### Requests
1: Reproduce verbatim the passage of the Insurgent review that begins at "Inevitable Chaos; ‘Insurgent’" and stops after "(finally) not disappointed.".
2: Report each line of the rows that contains the word "white", copying every such line unchanged.
─── Page extract
Inevitable Chaos; ‘Insurgent’ by Veronica Roth

You know that moment in animations or films when the clouds part, beams of sunlight illuminate, and a choir belt out that heavenly ‘Ahhhhhh’? I have always been sceptical of that moment, I have never trusted it, until now. I have written many a word on how I dislike the second instalment of trilogies, however, I take that proclamation back for I have finally found second instalment that has (finally) not disappointed.

One choice can transform you—or it can destroy you. But every choice has consequences, and as unrest surges in the factions all around her, Tris Prior must continue trying to save those she loves—and herself—while grappling with haunting questions of grief and forgiveness, identity and loyalty, politics and love.

Tris’s initiation day should have been marked by celebration and victory with her chosen faction; instead, the day ended with unspeakable horrors. War now looms as conflict between the factions and their ideologies grows. And in times of war, sides must be chosen, secrets will emerge, and choices will become even more irrevocable—and even more powerful. Transformed by her own decisions but also by haunting grief and guilt, radical new discoveries, and shifting relationships, Tris must fully embrace her Divergence, even if she does not know what she may lose by doing so.

New York Times bestselling author Veronica Roth’s much-anticipated second book of the dystopian Divergent series is another intoxicating thrill ride of a story, rich with hallmark twists, heartbreaks, romance, and powerful insights about human nature.Synopsis from Goodreads

I cannot say I enjoyed Insurgent more than I did Divergent, as in many dystopian trilogies the introduction of a new world is generally more interesting than its inevitable destruction. However, unlike Catching Fire in the Hunger Games Trilogy, Insurgent constantly kept me interested due to Roth’s marvellous character and plot development. My main gripe with Catching Fire by Suzanne Collins (the second book in The Hunger Games trilogy) was that is just felt like half a story of teenage angst and half a story mimicking the first novel; Insurgent was a completely different experience. There was far more development to the story, some questions where answered while more were asked, which all lead wonderfully to an eventual twist I was not expecting.
──────
─── Records shown
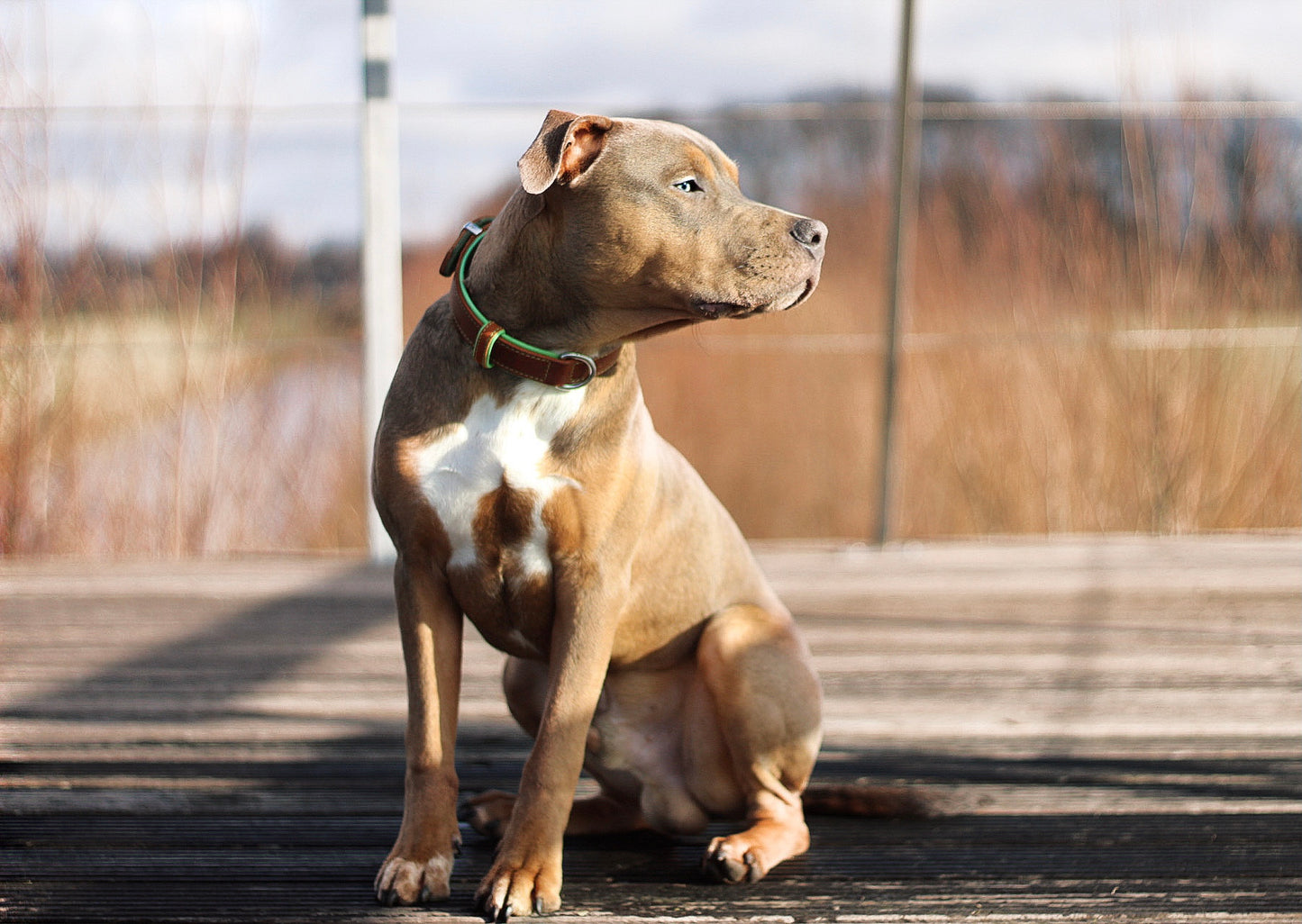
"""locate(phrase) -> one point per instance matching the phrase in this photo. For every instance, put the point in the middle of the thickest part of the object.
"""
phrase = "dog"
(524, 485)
──────
─── Records shown
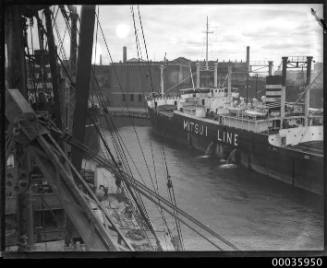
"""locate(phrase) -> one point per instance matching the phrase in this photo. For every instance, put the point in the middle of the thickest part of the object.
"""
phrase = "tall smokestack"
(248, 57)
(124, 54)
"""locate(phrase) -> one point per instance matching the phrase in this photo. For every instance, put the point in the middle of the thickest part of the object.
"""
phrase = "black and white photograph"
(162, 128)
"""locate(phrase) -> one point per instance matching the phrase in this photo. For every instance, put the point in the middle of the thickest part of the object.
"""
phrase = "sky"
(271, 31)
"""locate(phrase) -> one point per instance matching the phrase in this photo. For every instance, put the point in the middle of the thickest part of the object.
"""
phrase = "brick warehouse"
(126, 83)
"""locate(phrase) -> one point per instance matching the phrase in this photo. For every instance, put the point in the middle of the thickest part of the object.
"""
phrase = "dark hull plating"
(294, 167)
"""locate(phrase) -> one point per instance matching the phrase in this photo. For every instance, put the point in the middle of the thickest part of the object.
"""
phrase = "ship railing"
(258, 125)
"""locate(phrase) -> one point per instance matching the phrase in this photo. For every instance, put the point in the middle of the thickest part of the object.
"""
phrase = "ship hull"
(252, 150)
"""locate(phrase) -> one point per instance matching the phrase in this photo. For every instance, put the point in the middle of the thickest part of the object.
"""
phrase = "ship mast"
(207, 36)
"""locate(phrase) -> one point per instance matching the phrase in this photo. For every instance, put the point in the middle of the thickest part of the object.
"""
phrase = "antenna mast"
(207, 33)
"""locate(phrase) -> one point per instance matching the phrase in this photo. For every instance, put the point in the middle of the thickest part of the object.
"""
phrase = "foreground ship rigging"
──────
─── Records shown
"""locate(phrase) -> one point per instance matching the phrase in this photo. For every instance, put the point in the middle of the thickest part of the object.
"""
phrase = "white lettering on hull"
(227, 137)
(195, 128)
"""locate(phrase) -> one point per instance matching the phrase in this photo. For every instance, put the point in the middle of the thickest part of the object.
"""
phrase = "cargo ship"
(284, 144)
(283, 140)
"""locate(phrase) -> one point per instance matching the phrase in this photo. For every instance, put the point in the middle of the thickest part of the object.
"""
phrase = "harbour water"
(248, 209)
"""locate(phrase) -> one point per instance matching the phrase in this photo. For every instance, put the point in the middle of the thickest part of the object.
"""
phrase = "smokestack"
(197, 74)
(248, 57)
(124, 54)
──────
### Exercise answers
1:
Inevitable Chaos; ‘Insurgent’ by Veronica Roth

You know that moment in animations or films when the clouds part, beams of sunlight illuminate, and a choir belt out that heavenly ‘Ahhhhhh’? I have always been sceptical of that moment, I have never trusted it, until now. I have written many a word on how I dislike the second instalment of trilogies, however, I take that proclamation back for I have finally found second instalment that has (finally) not disappointed.

2:
phrase = "black and white photograph"
phrase = "white lettering on hull"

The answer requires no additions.